What the task asks
Please write out exactly the lines that begin at the line containing "Point to the blue" and run to the end of the records.

--*--

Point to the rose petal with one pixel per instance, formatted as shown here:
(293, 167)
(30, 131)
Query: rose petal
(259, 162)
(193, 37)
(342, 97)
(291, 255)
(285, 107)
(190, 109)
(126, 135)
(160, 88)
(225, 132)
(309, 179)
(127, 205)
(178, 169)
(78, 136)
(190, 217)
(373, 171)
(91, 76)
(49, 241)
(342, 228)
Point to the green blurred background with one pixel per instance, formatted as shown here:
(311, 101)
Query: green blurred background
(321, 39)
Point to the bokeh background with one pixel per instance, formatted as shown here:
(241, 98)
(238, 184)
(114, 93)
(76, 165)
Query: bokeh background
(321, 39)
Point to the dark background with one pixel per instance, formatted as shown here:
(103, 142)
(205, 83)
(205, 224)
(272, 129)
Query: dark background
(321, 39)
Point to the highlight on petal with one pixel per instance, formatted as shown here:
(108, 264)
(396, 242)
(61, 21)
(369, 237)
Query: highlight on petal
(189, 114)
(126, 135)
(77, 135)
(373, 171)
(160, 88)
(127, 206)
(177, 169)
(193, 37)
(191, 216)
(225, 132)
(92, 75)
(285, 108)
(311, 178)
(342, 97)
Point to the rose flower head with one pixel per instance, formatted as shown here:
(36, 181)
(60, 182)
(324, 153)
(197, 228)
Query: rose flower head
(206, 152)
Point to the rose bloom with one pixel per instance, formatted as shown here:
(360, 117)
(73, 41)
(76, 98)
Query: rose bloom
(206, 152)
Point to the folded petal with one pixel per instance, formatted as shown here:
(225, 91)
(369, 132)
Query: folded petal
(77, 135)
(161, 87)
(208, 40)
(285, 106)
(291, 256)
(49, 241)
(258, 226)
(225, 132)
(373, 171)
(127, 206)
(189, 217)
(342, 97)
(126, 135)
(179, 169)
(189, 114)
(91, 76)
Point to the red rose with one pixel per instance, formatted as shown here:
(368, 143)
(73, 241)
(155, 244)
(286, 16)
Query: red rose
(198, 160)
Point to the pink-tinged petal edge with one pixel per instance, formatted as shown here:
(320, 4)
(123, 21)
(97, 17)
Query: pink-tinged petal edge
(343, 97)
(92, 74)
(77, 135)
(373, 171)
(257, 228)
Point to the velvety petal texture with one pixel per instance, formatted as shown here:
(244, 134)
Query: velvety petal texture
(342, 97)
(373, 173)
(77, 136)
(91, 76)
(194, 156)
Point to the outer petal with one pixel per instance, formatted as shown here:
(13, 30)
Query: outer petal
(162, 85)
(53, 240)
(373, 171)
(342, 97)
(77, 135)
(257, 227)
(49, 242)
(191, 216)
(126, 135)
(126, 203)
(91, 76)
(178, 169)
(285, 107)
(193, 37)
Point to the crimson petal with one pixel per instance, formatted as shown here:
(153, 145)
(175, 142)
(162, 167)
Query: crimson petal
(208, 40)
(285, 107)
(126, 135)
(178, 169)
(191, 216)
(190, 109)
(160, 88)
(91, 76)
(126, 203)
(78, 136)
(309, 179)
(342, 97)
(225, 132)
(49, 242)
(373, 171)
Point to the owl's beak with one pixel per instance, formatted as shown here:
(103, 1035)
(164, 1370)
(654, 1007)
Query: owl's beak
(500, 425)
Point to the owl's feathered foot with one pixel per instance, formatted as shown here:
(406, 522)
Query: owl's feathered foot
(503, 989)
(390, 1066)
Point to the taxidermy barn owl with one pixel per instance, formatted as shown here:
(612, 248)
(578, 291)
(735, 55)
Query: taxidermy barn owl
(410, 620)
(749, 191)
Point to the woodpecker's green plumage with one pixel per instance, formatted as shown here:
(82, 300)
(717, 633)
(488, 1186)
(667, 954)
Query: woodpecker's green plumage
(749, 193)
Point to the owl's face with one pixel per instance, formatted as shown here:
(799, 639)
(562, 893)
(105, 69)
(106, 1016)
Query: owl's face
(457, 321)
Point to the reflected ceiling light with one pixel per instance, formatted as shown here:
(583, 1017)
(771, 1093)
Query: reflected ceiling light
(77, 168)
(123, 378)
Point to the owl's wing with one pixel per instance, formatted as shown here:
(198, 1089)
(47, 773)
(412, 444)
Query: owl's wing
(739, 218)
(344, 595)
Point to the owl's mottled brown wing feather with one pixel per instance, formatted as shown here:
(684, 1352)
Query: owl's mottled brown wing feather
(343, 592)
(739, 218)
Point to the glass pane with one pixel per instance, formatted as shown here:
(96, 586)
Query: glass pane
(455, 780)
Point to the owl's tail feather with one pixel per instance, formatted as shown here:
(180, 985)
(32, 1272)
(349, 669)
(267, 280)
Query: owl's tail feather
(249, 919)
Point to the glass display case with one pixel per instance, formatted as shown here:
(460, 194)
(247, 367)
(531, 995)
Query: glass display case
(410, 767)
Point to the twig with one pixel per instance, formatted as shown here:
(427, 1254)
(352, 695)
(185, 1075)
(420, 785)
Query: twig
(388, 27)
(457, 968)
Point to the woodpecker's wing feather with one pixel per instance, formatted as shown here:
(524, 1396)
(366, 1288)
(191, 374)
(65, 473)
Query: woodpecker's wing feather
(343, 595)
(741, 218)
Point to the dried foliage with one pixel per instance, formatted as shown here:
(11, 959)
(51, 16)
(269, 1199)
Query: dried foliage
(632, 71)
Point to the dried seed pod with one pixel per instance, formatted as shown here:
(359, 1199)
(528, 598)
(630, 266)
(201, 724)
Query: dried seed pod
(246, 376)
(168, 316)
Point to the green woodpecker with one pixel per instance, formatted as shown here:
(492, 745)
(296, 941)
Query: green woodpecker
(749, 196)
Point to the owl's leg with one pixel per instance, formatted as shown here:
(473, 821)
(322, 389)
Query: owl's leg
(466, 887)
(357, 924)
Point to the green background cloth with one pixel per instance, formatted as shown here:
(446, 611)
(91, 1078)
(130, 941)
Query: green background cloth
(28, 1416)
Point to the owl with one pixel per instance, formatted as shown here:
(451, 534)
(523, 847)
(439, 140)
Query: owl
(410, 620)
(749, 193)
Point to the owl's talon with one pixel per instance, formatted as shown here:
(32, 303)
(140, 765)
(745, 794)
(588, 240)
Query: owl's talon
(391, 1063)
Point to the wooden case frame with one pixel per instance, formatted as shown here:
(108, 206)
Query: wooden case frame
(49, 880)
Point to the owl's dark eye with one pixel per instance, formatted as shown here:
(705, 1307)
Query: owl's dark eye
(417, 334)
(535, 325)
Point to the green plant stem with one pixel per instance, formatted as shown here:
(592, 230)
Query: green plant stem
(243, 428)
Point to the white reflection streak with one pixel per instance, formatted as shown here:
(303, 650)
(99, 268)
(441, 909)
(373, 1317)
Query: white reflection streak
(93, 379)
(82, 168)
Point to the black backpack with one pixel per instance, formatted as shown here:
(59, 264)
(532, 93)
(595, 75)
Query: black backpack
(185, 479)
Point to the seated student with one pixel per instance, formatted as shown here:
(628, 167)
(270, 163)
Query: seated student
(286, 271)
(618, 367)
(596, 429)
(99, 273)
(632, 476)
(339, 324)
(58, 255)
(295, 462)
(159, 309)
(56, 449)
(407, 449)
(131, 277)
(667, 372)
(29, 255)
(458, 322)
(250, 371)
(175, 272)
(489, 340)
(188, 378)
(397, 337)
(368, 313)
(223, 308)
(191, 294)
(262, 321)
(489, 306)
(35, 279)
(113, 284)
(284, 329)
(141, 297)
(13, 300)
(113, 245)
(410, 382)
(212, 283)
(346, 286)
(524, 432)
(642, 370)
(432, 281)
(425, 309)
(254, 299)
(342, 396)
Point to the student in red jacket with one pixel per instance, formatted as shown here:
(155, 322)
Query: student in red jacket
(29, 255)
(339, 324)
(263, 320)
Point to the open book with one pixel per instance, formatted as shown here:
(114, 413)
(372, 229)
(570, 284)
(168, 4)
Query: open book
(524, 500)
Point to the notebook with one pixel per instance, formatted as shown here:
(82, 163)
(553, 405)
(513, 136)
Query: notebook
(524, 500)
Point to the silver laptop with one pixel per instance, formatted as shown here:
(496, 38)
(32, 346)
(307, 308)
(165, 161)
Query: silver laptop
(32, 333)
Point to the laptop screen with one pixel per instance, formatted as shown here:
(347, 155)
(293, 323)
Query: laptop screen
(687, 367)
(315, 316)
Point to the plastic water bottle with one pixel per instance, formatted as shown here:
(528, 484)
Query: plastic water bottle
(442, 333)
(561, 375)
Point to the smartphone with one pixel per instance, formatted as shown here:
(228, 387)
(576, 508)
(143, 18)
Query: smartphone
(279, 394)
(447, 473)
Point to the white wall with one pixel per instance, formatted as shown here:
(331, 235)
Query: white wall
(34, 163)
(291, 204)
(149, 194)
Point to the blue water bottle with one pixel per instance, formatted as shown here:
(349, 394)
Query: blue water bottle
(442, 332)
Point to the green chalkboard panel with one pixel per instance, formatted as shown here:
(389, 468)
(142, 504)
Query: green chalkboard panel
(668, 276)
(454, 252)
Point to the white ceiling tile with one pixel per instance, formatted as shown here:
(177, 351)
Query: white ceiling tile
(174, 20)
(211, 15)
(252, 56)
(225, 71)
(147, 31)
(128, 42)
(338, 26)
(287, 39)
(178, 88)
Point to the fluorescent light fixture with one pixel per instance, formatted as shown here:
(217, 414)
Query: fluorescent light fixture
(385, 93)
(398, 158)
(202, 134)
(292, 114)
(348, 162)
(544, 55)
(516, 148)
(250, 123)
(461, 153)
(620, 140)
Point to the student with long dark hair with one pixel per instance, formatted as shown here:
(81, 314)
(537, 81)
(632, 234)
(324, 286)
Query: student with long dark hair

--*--

Finished answer
Point to the blue water bottle with one pixel per instance, formatted as shown here:
(349, 394)
Query: blue water bottle
(442, 332)
Point to the green chalkboard panel with one pixel per instance, formatted as shown here:
(389, 468)
(142, 504)
Query: green chalkboard panel
(668, 276)
(454, 252)
Point to the white ceiling tile with one pixel per instance, formatted as shown here:
(177, 351)
Query: white ceiling tile
(174, 20)
(211, 15)
(252, 56)
(225, 71)
(147, 31)
(128, 42)
(338, 26)
(287, 39)
(178, 88)
Point to the fluorescent light fixture with one pixel per instance, formatted as shown here:
(217, 414)
Query: fluorescent light fixture
(385, 93)
(398, 158)
(202, 134)
(292, 114)
(348, 162)
(544, 55)
(516, 148)
(250, 123)
(461, 153)
(620, 140)
Point to the student with long dark hair with one pixel per instance, formatted as shown here:
(81, 314)
(537, 81)
(632, 234)
(324, 286)
Query: student with long dark hair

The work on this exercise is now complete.